* _AIM OF THE TASK_
The data must be written out once more, precisely as given.

* _DATA FOR PROCESSING_
________

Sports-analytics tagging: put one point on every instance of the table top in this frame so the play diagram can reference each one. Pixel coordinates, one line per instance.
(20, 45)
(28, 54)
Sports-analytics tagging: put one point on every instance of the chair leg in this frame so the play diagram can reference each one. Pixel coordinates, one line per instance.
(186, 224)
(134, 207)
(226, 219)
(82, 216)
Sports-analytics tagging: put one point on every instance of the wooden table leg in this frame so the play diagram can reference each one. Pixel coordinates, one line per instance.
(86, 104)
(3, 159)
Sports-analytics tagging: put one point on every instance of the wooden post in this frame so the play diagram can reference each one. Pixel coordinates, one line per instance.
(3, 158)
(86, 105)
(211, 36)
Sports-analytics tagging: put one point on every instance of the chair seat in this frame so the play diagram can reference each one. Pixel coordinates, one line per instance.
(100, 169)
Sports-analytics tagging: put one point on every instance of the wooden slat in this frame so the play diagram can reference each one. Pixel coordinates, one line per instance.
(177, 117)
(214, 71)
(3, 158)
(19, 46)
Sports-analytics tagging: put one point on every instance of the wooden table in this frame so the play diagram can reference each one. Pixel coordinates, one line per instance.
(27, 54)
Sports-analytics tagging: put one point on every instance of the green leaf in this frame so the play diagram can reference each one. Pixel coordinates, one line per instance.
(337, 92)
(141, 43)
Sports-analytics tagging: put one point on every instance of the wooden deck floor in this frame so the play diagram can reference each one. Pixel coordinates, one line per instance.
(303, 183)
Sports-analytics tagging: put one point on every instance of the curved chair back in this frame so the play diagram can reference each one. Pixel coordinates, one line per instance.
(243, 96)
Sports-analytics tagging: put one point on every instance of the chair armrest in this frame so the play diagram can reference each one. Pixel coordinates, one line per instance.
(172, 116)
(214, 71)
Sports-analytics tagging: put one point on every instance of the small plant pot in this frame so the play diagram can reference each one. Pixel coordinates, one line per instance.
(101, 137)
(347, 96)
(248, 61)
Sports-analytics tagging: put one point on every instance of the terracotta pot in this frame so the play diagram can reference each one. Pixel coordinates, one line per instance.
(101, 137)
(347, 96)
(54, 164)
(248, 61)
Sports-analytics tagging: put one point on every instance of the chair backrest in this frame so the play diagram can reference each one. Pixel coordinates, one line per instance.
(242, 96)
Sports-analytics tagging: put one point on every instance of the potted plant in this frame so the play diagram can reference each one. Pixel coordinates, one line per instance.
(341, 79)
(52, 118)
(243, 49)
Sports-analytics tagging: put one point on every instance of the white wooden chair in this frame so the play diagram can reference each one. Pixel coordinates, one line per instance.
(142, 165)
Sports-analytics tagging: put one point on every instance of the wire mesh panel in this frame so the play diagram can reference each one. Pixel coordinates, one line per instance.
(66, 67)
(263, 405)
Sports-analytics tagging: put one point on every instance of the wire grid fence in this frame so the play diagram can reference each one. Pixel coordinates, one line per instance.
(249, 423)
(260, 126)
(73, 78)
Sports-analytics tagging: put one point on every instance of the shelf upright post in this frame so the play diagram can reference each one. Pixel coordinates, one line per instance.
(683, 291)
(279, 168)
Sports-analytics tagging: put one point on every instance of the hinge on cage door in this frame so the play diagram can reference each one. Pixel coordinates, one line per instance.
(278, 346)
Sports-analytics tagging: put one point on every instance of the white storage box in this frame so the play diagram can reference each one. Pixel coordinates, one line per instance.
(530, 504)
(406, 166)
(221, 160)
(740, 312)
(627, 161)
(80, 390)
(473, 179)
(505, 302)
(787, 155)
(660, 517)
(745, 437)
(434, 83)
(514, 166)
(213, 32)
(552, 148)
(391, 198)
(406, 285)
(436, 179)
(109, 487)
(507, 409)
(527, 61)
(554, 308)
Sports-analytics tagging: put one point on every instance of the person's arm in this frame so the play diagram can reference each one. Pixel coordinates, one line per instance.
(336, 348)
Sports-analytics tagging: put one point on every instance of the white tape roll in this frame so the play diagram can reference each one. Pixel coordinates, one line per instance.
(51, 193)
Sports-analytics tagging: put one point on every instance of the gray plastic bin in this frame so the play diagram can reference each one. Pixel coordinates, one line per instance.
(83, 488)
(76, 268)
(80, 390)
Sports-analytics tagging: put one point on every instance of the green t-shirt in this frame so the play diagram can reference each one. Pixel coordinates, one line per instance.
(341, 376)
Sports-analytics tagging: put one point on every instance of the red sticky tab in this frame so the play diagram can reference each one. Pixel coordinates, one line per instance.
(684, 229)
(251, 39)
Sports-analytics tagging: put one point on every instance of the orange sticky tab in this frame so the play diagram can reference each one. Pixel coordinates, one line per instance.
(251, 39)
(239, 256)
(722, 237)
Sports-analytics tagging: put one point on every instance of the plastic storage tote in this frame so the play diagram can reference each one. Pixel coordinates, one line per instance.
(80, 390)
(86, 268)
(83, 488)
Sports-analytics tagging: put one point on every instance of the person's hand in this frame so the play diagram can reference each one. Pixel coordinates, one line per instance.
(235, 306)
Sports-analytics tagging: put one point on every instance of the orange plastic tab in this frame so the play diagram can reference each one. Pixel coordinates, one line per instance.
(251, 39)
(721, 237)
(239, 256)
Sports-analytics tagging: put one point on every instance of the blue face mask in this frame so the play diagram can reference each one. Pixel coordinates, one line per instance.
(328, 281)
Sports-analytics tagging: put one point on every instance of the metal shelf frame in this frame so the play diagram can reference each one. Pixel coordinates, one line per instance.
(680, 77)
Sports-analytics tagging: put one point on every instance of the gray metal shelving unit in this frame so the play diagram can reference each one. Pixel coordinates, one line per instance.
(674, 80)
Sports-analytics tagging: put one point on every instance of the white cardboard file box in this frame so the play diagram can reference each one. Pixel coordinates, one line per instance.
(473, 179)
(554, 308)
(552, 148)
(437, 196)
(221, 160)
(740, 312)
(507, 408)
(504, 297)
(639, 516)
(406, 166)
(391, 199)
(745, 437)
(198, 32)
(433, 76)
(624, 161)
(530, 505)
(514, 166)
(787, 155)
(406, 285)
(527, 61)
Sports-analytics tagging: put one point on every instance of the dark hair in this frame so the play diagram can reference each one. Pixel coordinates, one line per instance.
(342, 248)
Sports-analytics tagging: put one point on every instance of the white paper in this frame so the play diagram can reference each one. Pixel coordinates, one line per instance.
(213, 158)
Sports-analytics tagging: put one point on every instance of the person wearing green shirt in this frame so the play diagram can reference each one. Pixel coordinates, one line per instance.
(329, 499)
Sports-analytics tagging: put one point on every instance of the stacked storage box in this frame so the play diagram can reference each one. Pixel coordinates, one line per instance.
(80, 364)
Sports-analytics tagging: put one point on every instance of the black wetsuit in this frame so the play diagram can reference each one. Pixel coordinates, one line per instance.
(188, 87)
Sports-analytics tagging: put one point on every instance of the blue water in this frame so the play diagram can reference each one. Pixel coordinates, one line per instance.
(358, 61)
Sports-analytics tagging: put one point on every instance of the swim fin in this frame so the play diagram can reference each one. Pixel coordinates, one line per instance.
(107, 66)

________

* _TASK RESPONSE_
Sports-analytics tagging: put one point on every instance of the table top in this frame so the play diagram can reference each one. Pixel coordinates, one line per instance.
(20, 45)
(28, 54)
Sports-analytics tagging: put one point on every instance of the chair leg in this frame so the play diagram can reference each one. Pixel coordinates, one line per instance.
(186, 224)
(134, 207)
(226, 219)
(82, 216)
Sports-analytics tagging: put one point on every instance of the wooden table leg in this frame so the play diagram can reference each one. Pixel coordinates, one line per instance.
(86, 104)
(3, 159)
Sports-analytics tagging: put one point on every instance of the wooden post in this frame so the play diagram can reference each one. Pixel coordinates, one line per instance.
(3, 158)
(86, 105)
(211, 36)
Sports-analytics tagging: put one point on every instance of the chair seat in this frame so the play diagram can reference each one. Pixel coordinates, one line per instance.
(100, 169)
Sports-analytics tagging: put one point on every instance of the wooden slat in this frame so the play diagram can reference each one. Pixel coordinates, one line per instance.
(177, 117)
(214, 71)
(3, 158)
(19, 46)
Sports-analytics tagging: put one point on every instance of the wooden table in this frame so the play diagram can reference each one. Pixel coordinates, one line per instance.
(27, 54)
Sports-analytics tagging: put one point on every instance of the green leaf in this frame so the play diagram can reference each one. Pixel coordinates, one line per instance.
(337, 92)
(141, 43)
Sports-analytics tagging: put one point on every instance of the wooden deck floor in this frame so the play diagram can reference each one. Pixel coordinates, one line per instance.
(303, 183)
Sports-analytics tagging: put one point on every instance of the curved chair back in this frame so the play diagram can reference each one. Pixel coordinates, one line per instance.
(243, 96)
Sports-analytics tagging: put one point on every instance of the chair armrest in this frame so the play diagram can reference each one. Pixel coordinates, one line per instance.
(172, 116)
(214, 71)
Sports-analytics tagging: put one point on every instance of the small plant pot in this frame so the play diagram can reference each one. Pixel coordinates, one line per instance.
(101, 137)
(347, 96)
(248, 61)
Sports-analytics tagging: put one point on every instance of the terracotta pot in this frame so the play diagram can reference each one. Pixel coordinates, one line per instance.
(101, 137)
(347, 96)
(54, 164)
(248, 61)
Sports-analytics tagging: put one point on every instance of the chair backrest in this frame so the play diagram can reference each one. Pixel coordinates, one line per instance.
(242, 96)
Sports-analytics tagging: put one point on every instance of the potted plant in this frame so the play diagram can reference each one. Pixel coordinates, one line per instance.
(341, 79)
(52, 118)
(243, 49)
Sports-analytics tagging: put one point on every instance of the white wooden chair in this frame so the play diagram can reference each one. Pixel coordinates, one line per instance.
(142, 165)
Sports-analytics tagging: put one point on every instance of the wire mesh panel in this frame so the play diagram can reference each one. Pixel coordinates, one line per instance.
(66, 67)
(263, 405)
Sports-analytics tagging: put one point on every instance of the wire grid fence in this frame so the play diagram can reference each one. Pixel coordinates, one line per instance.
(249, 423)
(260, 126)
(73, 78)
Sports-analytics tagging: put one point on every instance of the shelf upright post in this frame so the play diagram can reference each one. Pixel coordinates, one line per instance.
(683, 291)
(279, 168)
Sports-analytics tagging: put one point on every instance of the hinge on cage door in this frame so the play diagram can reference each one. Pixel coordinates, one line per instance.
(278, 346)
Sports-analytics tagging: put one point on every instance of the white storage box in this frame so the play diagram can reference each one. Pixel coordinates, one line per instance.
(530, 504)
(406, 166)
(221, 160)
(740, 312)
(627, 161)
(80, 390)
(473, 179)
(505, 302)
(787, 155)
(660, 517)
(745, 437)
(434, 83)
(514, 166)
(213, 32)
(552, 148)
(391, 198)
(406, 285)
(436, 179)
(109, 487)
(507, 409)
(527, 61)
(554, 308)
Sports-analytics tagging: put one point on every instance of the person's arm in this frame so the play diagram can reference each one. Pixel coordinates, one line per instance.
(336, 348)
Sports-analytics tagging: put one point on every instance of the white tape roll in this frame so the play diagram can reference each one. Pixel coordinates, one line per instance.
(51, 193)
Sports-analytics tagging: put one point on every instance of the gray plastic bin in this frame so the play diagram can reference each one. Pixel coordinates, one line per instance.
(83, 488)
(76, 268)
(80, 390)
Sports-analytics tagging: put one point on every instance of the green t-shirt in this frame so the play diagram can reference each one. Pixel coordinates, one line per instance.
(341, 376)
Sports-analytics tagging: put one point on every instance of the red sticky tab in this frame so the play diagram can reference each one. Pixel coordinates, one line per instance.
(684, 229)
(251, 39)
Sports-analytics tagging: put one point on every instance of the orange sticky tab in this frame so the play diagram can reference each one. Pixel coordinates, one line per instance.
(251, 39)
(239, 256)
(722, 237)
Sports-analytics tagging: put one point on every instance of the plastic storage tote in this frame so the play diagram can reference each one. Pixel coordinates, one line per instance.
(80, 390)
(86, 268)
(83, 488)
Sports-analytics tagging: put one point on every instance of the person's hand in this frame so the play diagram can reference each one. Pixel coordinates, one line per instance.
(235, 306)
Sports-analytics tagging: put one point on every instance of the orange plastic tab in this frame so the play diagram can reference each one. Pixel coordinates, one line per instance.
(251, 39)
(721, 237)
(239, 256)
Sports-analytics tagging: put one point on every instance of the blue face mask in this frame so the play diagram can reference each one. Pixel coordinates, one line per instance.
(328, 281)
Sports-analytics tagging: put one point on every instance of the metal shelf frame in this frame so the play diagram can reference each one. Pixel coordinates, one line per instance.
(680, 77)
Sports-analytics tagging: put one point on every instance of the gray metal shelving unit in this frame so the play diagram can reference each one. Pixel coordinates, one line per instance.
(674, 80)
Sports-analytics tagging: put one point on every instance of the white cardboard file box in this frame so the play diagram can reference each one. Pixel coordinates, one line per instance.
(473, 179)
(554, 308)
(552, 148)
(437, 196)
(221, 160)
(740, 312)
(507, 408)
(504, 297)
(639, 516)
(406, 166)
(391, 199)
(745, 437)
(198, 32)
(433, 76)
(624, 161)
(530, 505)
(514, 166)
(787, 155)
(406, 285)
(527, 61)
Sports-analytics tagging: put one point on every instance of the dark hair in this frame so the play diagram can reference each one. Pixel coordinates, one line per instance.
(342, 248)
Sports-analytics tagging: put one point on every instance of the white paper in this frame so the play diagram can reference each one. Pixel coordinates, one line per instance.
(213, 158)
Sports-analytics tagging: put one point on every instance of the person wearing green shirt in this frame so the play diagram can reference each one. Pixel coordinates, one line per instance.
(329, 499)
Sports-analytics tagging: put one point on every instance of the stacked storage box in this frame so the play diagram can reference each one. Pixel coordinates, one line per instance.
(80, 364)
Sports-analytics tagging: put one point on every instance of the black wetsuit in this frame so the play diagram can reference each one. Pixel coordinates, one line per instance.
(188, 87)
Sports-analytics tagging: put one point on every instance of the blue water in this frame so the play diagram can reference each one. Pixel coordinates, one line per instance.
(358, 61)
Sports-analytics tagging: put one point on every instance of the swim fin in this frame so the play diagram can reference each one. Pixel coordinates, one line per instance.
(107, 66)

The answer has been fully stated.